_What this exercise asks_.
A – In the text on conservatism and human rights, how many main Conservative critiques of the UK's current human rights framework does Sir Michael identify?
B – Retype the text on conservatism and human rights word for word, everything from "Perhaps the most" down to "and British judges.".

_Text segment_.
In Bright Blue’s new report ‘Fighting for freedom?’, former High Court Judge and QC Sir Michael Tugendhat assesses the historic and future relationship between conservatism and human rights. In opposition to previous Conservative Party commitments to repeal the Human Rights Act (HRA) and the Prime Minister's’ scepticism of the European Convention on Human Rights (ECHR), Sir Michael defends the UK’s current human rights framework, arguing that the Conservatives should not pursue either of these changes.
The report also addresses the seven main Conservative critiques of the UK’s current human rights framework that Sir Michael identifies. These include:
International courts instructing the UK
A higher body of law than UK law (the ECHR)
Mission creep and judicial activism of European judges
The undermining of UK courts
The undermining of the UK Parliament
Giving prisoners the right to vote
The undermining of British security
Sir Michael responds to each of these criticisms methodically, demonstrating the mistakes and bad faith that often motivate them, while also conceding the need for reform in various specific areas.
Perhaps the most contentious of these criticisms is the idea that the ECHR has been guilty of ‘mission creep’ over the past 70 years at the hands of activist European and British judges.
This claim was made most prominently in ‘Protecting human rights in the UK’, a report by the Conservative party proposing changes to Britain’s human rights laws. The report argues that the European Court of Human Rights (ECtHR) has developed ‘mission creep’ by adopting “a principle of interpretation that regards the Convention as a ‘living instrument’.” This principle allows the court “to expand Convention rights into new areas, and certainly beyond what the framers of the Convention had in mind when they signed up to it.”
This criticism of the ECHR as a ‘living instrument’ is misplaced and shows little understanding of how laws are made and interpreted. Treating the ECHR as a ‘living instrument’ means conferring to the words of the convention the meaning they bear at the time the ECtHR is making a decision, rather than the meaning the words might have borne at the time the ECHR was entered into by the framers in the early 1950s, or the original intent of the framers (where that is discoverable).
The judicial activism that the ‘living instrument’ doctrine requires should not be regarded a fault, as it is essential if laws are to remain relevant. UK common law is itself a body of law that has developed through judicial activism, and necessarily so. First, because there is no foundational document setting out the common law which was framed at a particular date. Second, because much of common law was formed during the middle ages, when standards were very different from today. If judges had not been as activist as they were in the sixteenth to eighteenth centuries, we would not have the common law protection of human rights which was the source for the ECHR.

_Exercise data_.
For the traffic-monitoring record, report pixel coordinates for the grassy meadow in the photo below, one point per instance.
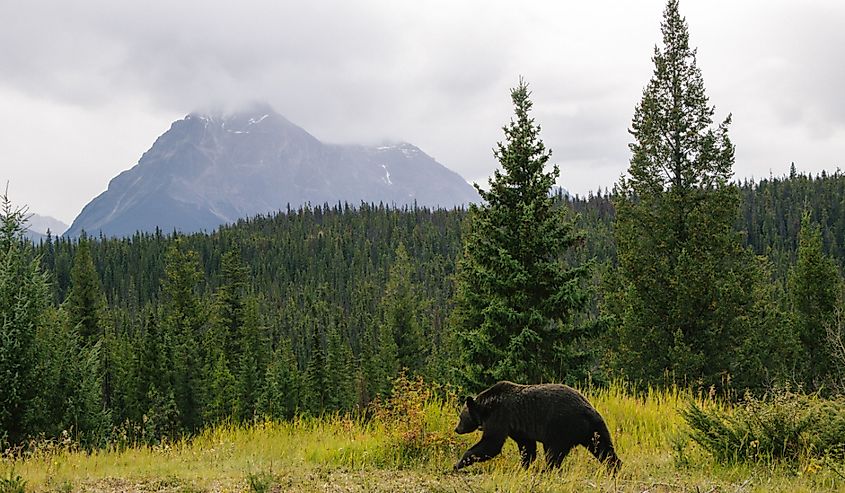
(410, 446)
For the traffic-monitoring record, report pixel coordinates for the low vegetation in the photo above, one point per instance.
(407, 444)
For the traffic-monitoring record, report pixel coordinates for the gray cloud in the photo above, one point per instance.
(110, 76)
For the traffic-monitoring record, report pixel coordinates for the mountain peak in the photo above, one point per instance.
(218, 166)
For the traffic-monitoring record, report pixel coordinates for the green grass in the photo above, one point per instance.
(413, 449)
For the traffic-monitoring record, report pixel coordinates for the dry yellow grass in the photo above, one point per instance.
(337, 454)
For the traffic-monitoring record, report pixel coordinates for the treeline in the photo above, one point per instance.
(314, 310)
(676, 276)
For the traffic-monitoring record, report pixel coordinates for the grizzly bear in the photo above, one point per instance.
(555, 415)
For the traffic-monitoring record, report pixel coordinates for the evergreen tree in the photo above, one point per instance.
(221, 397)
(281, 395)
(85, 300)
(814, 285)
(400, 309)
(379, 361)
(230, 302)
(685, 276)
(316, 379)
(340, 373)
(253, 362)
(24, 300)
(515, 295)
(183, 323)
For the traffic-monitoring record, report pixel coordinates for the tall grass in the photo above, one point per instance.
(407, 444)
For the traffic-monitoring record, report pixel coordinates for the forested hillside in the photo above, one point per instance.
(318, 309)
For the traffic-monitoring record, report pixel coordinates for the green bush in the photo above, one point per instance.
(782, 426)
(12, 484)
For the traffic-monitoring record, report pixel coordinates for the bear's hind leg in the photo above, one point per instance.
(556, 453)
(527, 450)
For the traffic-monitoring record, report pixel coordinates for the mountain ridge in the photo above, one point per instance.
(213, 168)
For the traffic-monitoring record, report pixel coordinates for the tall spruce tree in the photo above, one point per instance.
(814, 286)
(184, 319)
(400, 309)
(515, 296)
(85, 301)
(24, 302)
(686, 279)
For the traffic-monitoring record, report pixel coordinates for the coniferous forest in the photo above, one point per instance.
(677, 275)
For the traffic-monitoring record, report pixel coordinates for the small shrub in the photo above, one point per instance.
(783, 426)
(411, 417)
(13, 483)
(259, 482)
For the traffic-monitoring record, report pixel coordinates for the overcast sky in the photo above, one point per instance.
(86, 87)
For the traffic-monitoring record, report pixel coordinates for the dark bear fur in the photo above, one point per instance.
(557, 416)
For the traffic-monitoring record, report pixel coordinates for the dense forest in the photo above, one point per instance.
(318, 309)
(678, 275)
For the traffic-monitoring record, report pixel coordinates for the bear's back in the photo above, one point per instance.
(537, 409)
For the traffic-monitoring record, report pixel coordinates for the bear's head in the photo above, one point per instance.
(470, 419)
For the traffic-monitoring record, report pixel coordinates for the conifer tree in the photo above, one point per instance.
(515, 295)
(221, 392)
(253, 362)
(85, 300)
(814, 285)
(340, 373)
(282, 392)
(183, 321)
(379, 361)
(686, 279)
(400, 309)
(24, 300)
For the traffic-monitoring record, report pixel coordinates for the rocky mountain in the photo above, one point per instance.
(41, 224)
(213, 168)
(37, 227)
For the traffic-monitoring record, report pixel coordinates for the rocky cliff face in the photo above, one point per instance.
(211, 169)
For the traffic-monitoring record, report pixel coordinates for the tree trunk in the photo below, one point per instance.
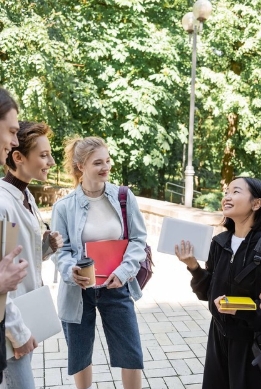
(227, 169)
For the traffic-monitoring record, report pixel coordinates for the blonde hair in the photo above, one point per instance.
(77, 151)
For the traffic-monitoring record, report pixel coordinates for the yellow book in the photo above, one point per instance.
(238, 303)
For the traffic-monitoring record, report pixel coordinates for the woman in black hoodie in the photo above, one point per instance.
(231, 270)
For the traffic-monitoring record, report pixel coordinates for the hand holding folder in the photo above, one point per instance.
(107, 256)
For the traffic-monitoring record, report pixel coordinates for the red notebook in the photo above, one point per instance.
(107, 256)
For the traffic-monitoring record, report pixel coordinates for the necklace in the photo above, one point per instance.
(92, 191)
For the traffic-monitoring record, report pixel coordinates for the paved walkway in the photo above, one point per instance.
(173, 326)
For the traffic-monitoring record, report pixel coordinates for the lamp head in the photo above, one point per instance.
(202, 10)
(188, 22)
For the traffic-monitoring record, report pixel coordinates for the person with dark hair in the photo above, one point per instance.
(32, 159)
(10, 274)
(231, 271)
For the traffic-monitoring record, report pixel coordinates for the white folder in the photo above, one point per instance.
(39, 315)
(173, 231)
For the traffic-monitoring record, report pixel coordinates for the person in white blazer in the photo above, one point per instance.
(32, 159)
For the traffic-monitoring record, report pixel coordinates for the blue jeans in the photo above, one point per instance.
(120, 327)
(18, 374)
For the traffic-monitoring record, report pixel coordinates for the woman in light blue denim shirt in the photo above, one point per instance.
(92, 212)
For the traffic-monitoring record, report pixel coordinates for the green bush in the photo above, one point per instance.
(209, 202)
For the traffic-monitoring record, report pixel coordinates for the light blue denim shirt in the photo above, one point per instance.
(68, 217)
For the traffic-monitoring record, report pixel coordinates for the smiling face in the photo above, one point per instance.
(97, 167)
(38, 162)
(238, 203)
(8, 134)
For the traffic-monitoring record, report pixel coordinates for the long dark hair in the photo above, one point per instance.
(27, 137)
(6, 103)
(254, 186)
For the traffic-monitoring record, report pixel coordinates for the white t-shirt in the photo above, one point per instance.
(102, 222)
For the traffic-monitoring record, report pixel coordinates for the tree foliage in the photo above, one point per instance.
(120, 69)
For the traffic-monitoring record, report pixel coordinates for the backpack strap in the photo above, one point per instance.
(256, 262)
(123, 190)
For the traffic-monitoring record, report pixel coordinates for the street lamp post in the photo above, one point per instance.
(192, 23)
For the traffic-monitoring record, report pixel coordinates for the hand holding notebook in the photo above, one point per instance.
(238, 303)
(107, 256)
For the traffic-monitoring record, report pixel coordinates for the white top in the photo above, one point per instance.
(29, 236)
(102, 222)
(235, 243)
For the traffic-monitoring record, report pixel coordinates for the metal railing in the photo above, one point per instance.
(175, 189)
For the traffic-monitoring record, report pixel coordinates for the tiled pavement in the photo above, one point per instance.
(173, 326)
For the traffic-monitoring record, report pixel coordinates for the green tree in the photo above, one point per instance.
(107, 68)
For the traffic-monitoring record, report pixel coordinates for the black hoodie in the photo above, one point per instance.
(218, 278)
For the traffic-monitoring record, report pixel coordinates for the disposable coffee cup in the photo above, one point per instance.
(87, 270)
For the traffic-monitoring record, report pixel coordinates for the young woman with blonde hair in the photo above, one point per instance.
(92, 213)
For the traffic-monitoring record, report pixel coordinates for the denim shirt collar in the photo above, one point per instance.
(83, 199)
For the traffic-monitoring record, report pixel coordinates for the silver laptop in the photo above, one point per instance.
(39, 315)
(173, 231)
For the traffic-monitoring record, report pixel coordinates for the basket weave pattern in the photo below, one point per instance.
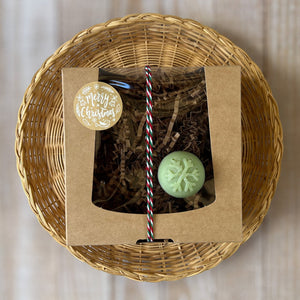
(137, 40)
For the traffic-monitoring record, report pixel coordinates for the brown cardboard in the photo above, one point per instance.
(221, 221)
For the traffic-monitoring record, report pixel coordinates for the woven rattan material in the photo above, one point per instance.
(138, 40)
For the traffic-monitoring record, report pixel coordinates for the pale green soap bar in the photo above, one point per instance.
(181, 174)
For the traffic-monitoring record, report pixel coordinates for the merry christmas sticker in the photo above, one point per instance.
(98, 106)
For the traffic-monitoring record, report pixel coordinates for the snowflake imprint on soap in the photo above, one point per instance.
(182, 175)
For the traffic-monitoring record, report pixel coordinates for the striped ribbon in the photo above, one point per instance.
(149, 150)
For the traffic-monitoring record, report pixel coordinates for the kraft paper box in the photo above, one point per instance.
(221, 221)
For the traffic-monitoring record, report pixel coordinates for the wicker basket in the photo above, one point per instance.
(137, 40)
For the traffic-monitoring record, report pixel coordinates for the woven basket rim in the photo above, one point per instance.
(94, 30)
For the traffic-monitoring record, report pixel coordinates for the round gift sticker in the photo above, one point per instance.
(98, 106)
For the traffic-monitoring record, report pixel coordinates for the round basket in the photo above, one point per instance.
(137, 40)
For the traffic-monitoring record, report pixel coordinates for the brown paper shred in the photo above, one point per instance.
(140, 130)
(173, 142)
(180, 122)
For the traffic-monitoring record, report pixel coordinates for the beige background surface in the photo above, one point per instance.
(33, 266)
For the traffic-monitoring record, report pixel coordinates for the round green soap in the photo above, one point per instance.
(181, 174)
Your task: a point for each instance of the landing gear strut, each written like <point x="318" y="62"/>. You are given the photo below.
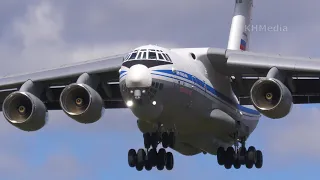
<point x="239" y="156"/>
<point x="149" y="157"/>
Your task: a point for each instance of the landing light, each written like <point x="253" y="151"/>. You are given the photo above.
<point x="129" y="103"/>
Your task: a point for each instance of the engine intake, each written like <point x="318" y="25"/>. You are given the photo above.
<point x="82" y="103"/>
<point x="271" y="98"/>
<point x="25" y="111"/>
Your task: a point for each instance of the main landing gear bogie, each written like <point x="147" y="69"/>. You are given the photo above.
<point x="149" y="157"/>
<point x="239" y="156"/>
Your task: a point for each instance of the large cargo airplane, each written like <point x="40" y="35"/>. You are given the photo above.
<point x="189" y="99"/>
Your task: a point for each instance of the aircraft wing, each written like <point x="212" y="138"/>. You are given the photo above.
<point x="57" y="78"/>
<point x="248" y="67"/>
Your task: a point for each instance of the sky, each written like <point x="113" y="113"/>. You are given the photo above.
<point x="38" y="34"/>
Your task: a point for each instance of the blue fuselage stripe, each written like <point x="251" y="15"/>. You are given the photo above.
<point x="202" y="85"/>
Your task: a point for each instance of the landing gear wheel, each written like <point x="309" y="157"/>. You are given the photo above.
<point x="221" y="156"/>
<point x="259" y="161"/>
<point x="141" y="158"/>
<point x="169" y="161"/>
<point x="250" y="157"/>
<point x="132" y="158"/>
<point x="147" y="140"/>
<point x="229" y="157"/>
<point x="161" y="158"/>
<point x="165" y="140"/>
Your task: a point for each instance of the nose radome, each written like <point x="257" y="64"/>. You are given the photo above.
<point x="138" y="76"/>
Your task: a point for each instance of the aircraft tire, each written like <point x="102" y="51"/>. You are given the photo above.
<point x="161" y="159"/>
<point x="152" y="156"/>
<point x="169" y="161"/>
<point x="132" y="158"/>
<point x="250" y="157"/>
<point x="259" y="161"/>
<point x="141" y="158"/>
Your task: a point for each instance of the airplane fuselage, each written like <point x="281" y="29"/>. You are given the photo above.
<point x="187" y="95"/>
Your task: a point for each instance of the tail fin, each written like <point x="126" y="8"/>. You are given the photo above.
<point x="240" y="32"/>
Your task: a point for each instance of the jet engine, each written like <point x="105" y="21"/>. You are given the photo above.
<point x="82" y="103"/>
<point x="25" y="111"/>
<point x="271" y="98"/>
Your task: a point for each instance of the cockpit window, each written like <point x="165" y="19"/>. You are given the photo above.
<point x="139" y="55"/>
<point x="152" y="55"/>
<point x="133" y="55"/>
<point x="160" y="56"/>
<point x="168" y="57"/>
<point x="145" y="54"/>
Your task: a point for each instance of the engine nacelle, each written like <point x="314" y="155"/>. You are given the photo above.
<point x="82" y="103"/>
<point x="25" y="111"/>
<point x="271" y="98"/>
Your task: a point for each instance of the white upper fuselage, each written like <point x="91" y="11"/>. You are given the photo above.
<point x="177" y="89"/>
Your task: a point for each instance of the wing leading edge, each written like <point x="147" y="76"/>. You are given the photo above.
<point x="246" y="68"/>
<point x="107" y="69"/>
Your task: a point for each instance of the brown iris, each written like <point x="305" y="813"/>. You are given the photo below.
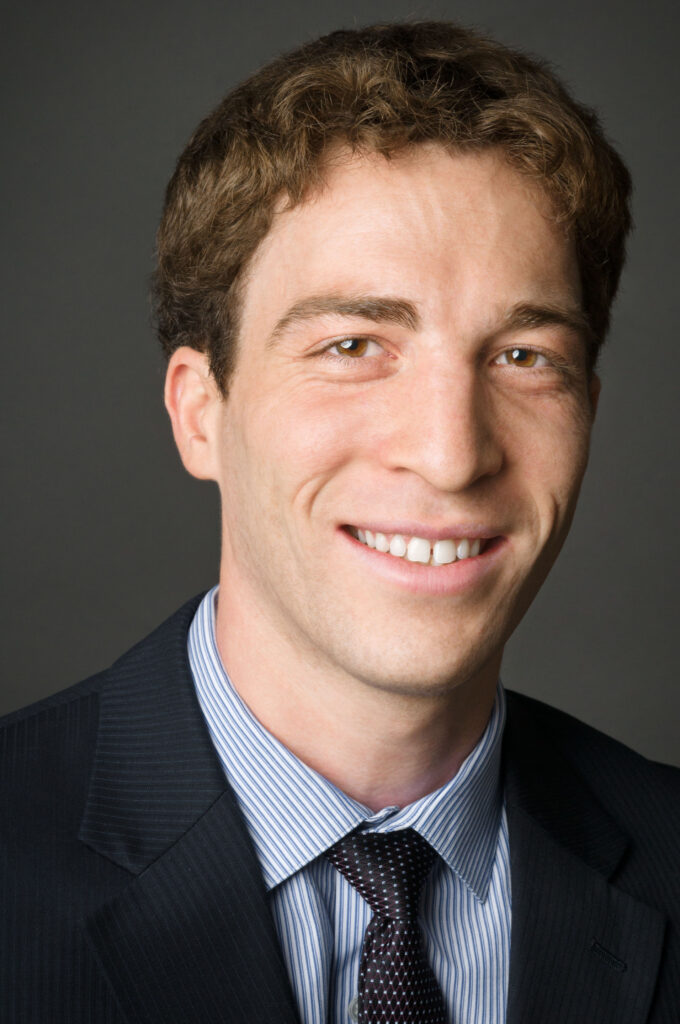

_Answers for the tasks_.
A – Seven.

B –
Perhaps the most contentious of these criticisms is the idea that the ECHR has been guilty of ‘mission creep’ over the past 70 years at the hands of activist European and British judges.